*** EXTRACTED INFORMATION ***

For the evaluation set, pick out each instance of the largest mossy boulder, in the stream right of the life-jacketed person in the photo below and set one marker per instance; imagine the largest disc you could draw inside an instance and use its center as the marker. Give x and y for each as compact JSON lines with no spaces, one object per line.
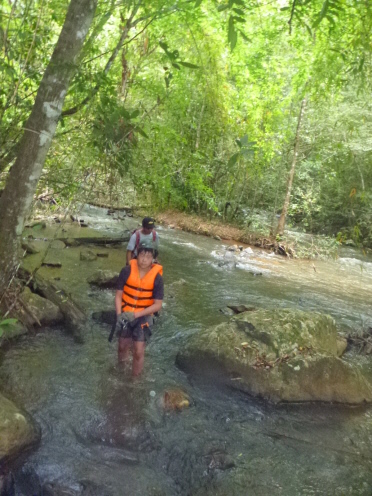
{"x":281,"y":355}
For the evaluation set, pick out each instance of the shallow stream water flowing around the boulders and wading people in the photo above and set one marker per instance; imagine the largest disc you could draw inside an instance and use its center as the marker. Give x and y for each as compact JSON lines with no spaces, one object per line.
{"x":104,"y":434}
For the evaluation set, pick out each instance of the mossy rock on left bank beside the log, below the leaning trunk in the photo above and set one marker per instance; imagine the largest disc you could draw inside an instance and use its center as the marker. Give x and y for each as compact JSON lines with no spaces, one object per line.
{"x":40,"y":309}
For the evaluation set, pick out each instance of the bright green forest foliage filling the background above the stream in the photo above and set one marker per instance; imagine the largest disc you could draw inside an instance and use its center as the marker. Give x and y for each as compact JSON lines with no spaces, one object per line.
{"x":167,"y":115}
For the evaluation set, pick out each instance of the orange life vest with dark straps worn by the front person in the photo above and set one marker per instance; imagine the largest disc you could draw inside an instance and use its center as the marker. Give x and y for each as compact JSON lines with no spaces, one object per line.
{"x":137,"y":292}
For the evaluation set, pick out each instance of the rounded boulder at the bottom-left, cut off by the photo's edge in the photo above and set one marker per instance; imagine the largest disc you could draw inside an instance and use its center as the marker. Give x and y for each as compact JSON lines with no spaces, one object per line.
{"x":17,"y":431}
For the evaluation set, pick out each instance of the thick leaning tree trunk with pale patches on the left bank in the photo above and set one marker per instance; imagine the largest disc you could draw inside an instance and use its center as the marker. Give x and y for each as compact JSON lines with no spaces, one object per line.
{"x":17,"y":196}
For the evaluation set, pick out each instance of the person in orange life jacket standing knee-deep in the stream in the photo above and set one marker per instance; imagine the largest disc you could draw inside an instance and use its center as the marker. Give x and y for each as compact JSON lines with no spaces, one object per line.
{"x":139,"y":294}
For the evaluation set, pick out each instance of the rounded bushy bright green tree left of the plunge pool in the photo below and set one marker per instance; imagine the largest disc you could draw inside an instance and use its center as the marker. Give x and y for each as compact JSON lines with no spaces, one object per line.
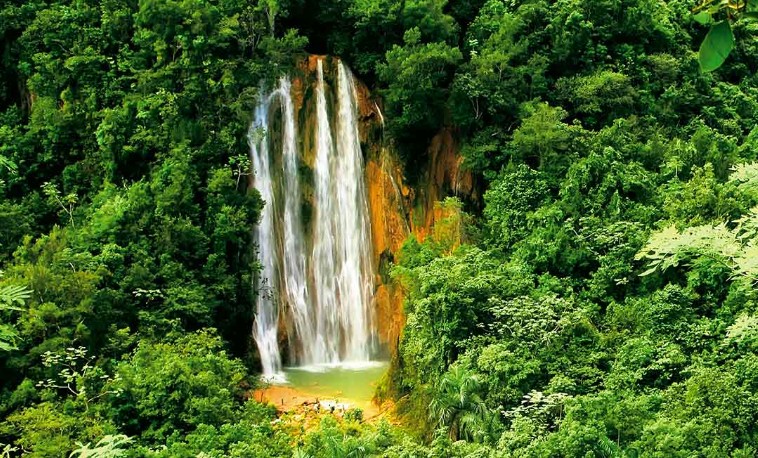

*** End of EXTRACTED INFORMATION ***

**WORK REQUEST**
Your response must restate every record above exactly, with each picture omitted.

**RESULT OF THE TASK**
For the evaluation set, pick out each instance of the largest mossy boulder, in the stream right of the life-jacketed person in the photo below and set one marker per instance; imagine the largest disc you could draw inside an instance and use its center as the marker. Give x and y for each as compact JSON lines with no spaces, one object per line.
{"x":281,"y":355}
For the evaluation set, pick out each instance of the shallow stream water flowing around the boulders and wading people in the photo above and set one marker per instance; imagine the largest disc you could draw inside an instance and use its center as the marker. Give x and y for each as compact JSON lines with no spaces, one object per line.
{"x":104,"y":434}
For the evaluation set, pick out each instance of the mossy rock on left bank beside the log, below the leaning trunk in the photo above and set one marker per instance; imagine the largest disc you could draw inside an instance and use its center as the marker. Give x and y for each as compact JSON lines with no spaces, one object per line.
{"x":40,"y":309}
For the evaluation set, pick out each instance of the bright green forest foliage filling the background above the stream in the photo above and set one marker per instance; imagine the largest disc you could draw inside an instance and use its center as the marker. Give x and y for each as compact JSON lines with no spaces, one object per line.
{"x":167,"y":115}
For the evaluation set, pick out each instance of the orange life vest with dark straps worn by the front person in the photo above and set one marker per instance; imagine the largest disc you could draw inside an instance and use its center as the marker. Give x and y for each as compact JSON lines with no spaces, one object per line.
{"x":137,"y":292}
For the evaluation set, pick out each instance of the rounded boulder at the bottom-left, cut off by the photo's edge in the photo above and set one marker per instance; imagine the largest disc you could draw inside an instance and use its center as the marker. Give x and y for each as compact JSON lines with no spaces, one object per line.
{"x":17,"y":431}
For the evaluation set, pick out each instance of the thick leaning tree trunk with pale patches on the left bank in the photo above and set one marker per instance; imagine the largest disc you could draw inside an instance and use its center as the marker. Give x and y for each as compact JSON lines with no spaces, one object per line.
{"x":17,"y":196}
For the evaluation set, pick out each instance of the person in orange life jacket standing knee-deep in the stream in the photo above and set one marker per instance; imagine the largest disc you could draw inside an instance and use its center as the marker. Give x and y for each as compact JSON lines with no spaces, one object per line.
{"x":139,"y":294}
For the evaluation set, pick out each instance of the rounded bushy bright green tree left of the plunge pool in the photo below and set one marker per instance; imagine the largest disc you could draw inside an instance and use its center as the marker. Give x and y for each as compact JSON lines with no spaces, one object per line.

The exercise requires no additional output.